• Description of the task:
What you produce should be an exact transcription of the data, minus any pictures.

<<<<

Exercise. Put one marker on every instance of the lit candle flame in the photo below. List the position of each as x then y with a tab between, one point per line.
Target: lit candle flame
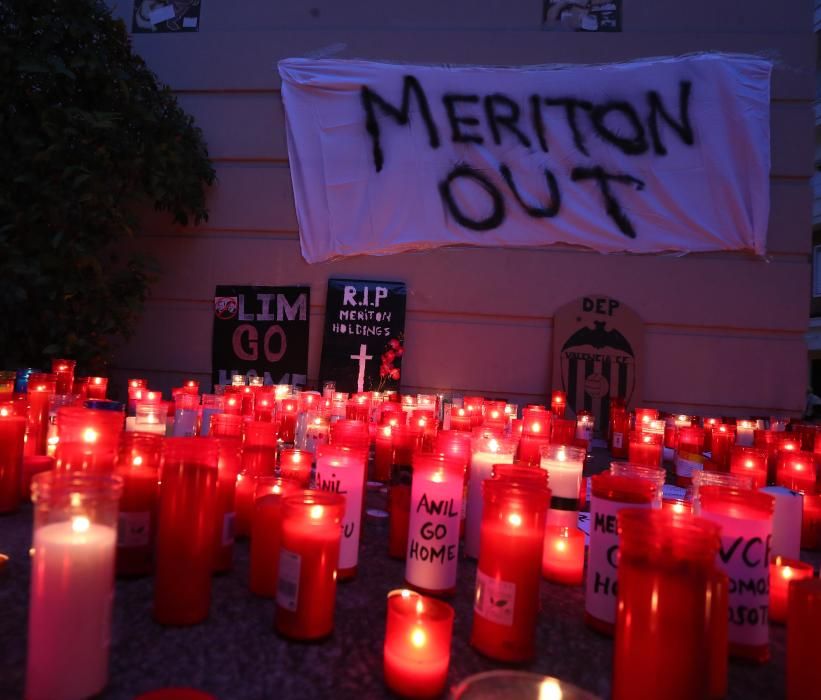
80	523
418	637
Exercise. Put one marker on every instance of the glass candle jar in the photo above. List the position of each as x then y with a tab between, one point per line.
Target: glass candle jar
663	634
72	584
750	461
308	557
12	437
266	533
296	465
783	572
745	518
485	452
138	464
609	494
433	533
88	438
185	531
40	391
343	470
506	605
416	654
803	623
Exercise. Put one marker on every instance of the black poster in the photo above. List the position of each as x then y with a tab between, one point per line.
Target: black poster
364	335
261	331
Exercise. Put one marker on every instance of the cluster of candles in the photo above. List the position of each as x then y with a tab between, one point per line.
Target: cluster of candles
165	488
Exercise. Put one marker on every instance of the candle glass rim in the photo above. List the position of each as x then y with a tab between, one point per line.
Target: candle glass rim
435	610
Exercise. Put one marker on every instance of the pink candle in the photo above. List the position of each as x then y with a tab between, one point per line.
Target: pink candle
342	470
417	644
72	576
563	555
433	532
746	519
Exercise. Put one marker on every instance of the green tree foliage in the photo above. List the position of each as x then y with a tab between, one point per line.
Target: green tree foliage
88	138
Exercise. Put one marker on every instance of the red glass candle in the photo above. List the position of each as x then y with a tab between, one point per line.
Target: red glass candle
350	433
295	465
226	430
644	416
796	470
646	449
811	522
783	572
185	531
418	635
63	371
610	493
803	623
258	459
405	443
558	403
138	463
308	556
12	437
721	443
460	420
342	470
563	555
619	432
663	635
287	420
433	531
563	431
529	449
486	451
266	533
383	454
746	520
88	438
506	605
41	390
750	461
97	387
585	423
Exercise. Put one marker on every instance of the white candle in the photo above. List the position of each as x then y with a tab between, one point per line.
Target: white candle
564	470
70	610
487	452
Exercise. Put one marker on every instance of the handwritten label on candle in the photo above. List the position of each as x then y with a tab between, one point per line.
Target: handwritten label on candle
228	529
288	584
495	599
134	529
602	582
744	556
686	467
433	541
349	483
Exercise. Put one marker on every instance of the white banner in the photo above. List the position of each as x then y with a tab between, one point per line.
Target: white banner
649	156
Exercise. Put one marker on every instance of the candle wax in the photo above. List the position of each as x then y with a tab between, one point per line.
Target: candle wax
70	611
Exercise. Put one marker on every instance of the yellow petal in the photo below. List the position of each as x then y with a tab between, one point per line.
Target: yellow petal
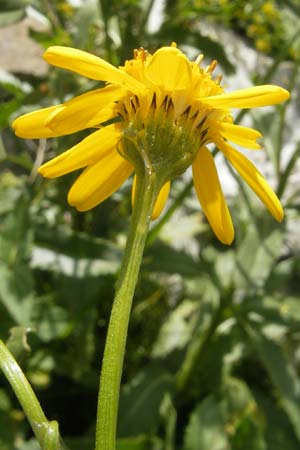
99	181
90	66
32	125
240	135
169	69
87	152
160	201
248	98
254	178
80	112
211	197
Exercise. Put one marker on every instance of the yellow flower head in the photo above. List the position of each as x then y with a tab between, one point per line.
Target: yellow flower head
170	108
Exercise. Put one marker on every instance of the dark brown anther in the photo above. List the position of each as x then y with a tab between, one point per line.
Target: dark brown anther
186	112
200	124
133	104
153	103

>>>>

• Output for this task:
Exercise. Put one marker on every instance of the lit candle flame in the photo below. List the position of each as x then y with a tab between, one point per line.
Target: lit candle flame
80	523
418	637
Exercise. Put one marker on every instance of the glass candle jar in the photo above. List the position of each as x then y with a tab between, one point per line.
Target: glass candle jar
663	634
72	584
750	461
308	557
12	437
266	533
296	465
783	572
745	518
485	452
138	464
609	494
433	533
88	438
185	531
40	391
343	470
506	605
416	654
803	623
Exercise. Put one marker on every instance of the black poster in the photo above. List the position of each as x then y with a tab between, one point per line.
Target: black poster
364	335
261	331
Exercise. Put one marker on every instance of the cluster of candles in the photo above. List the position of each as x then y with a tab between, one point per line.
Target: cluster of candles
165	488
Exercise. Put one marker on every instance of the candle glass rim in the photo above. List the position of each as x then y with a tab between, one point per line.
Target: candle glass rim
435	610
Exercise. Put one marker on every instance of the pink candle in the photo above. List the position of each as x then y with a tab between, one point per line.
Target: pink candle
342	470
417	644
72	576
563	555
433	532
746	519
Exercise. Put one marker on every instance of the green tree foliage in the photo above. List the position of each as x then y with a tab between, one point per line.
Target: green tree foliage
88	138
Exercise. Put one marker on every instance of the red glass candle in the photo above. List the position of each as x then y with a tab between, one point per line.
Target: red glass candle
350	433
295	465
226	430
644	416
796	470
646	449
811	522
783	572
185	531
418	635
63	371
610	493
803	623
258	459
405	443
558	403
138	463
308	556
12	437
721	443
460	420
342	470
563	555
619	432
663	635
287	420
433	531
563	431
529	449
486	451
266	533
383	454
746	520
88	438
506	605
41	390
750	461
97	387
585	423
Exercise. Put one marker on every instance of the white candle in the photo above. List the position of each as x then y with a tab between, one point per line.
Target: white candle
564	470
70	610
487	452
Exercise. Put one marker on every instance of the handwritten label on candle in the photo above. List the position of each as x then y with a tab between, one point per line.
Target: handwritten label on candle
228	529
288	584
495	599
134	529
602	582
744	556
686	467
433	541
349	483
Exercise. Put one marker on every instance of the white banner in the photo above. List the position of each as x then y with a tab between, one point per line.
Target: white banner
649	156
Exercise. Put one marker on every instance of the candle wax in the photo above. List the position of each as x then y with a tab between, one point per line.
Target: candle wax
70	611
Exercise. Put one marker on every instance of the yellow petal in the photo below. List the position of each as x then y with a tab between, one point per line.
Target: yellow petal
99	181
90	66
32	125
240	135
169	69
87	152
160	201
248	98
254	178
80	112
211	197
Exercise. Put one marker on every instance of the yellow flower head in the photo above. List the position of each as x then y with a tab between, one point per line.
Target: yellow flower head
170	108
Exercise. Put one marker on every instance of the dark brown anther in the photo above. List the position of each as x then y with a tab between, one point per line.
Target: dark brown anther
186	112
200	124
133	104
153	103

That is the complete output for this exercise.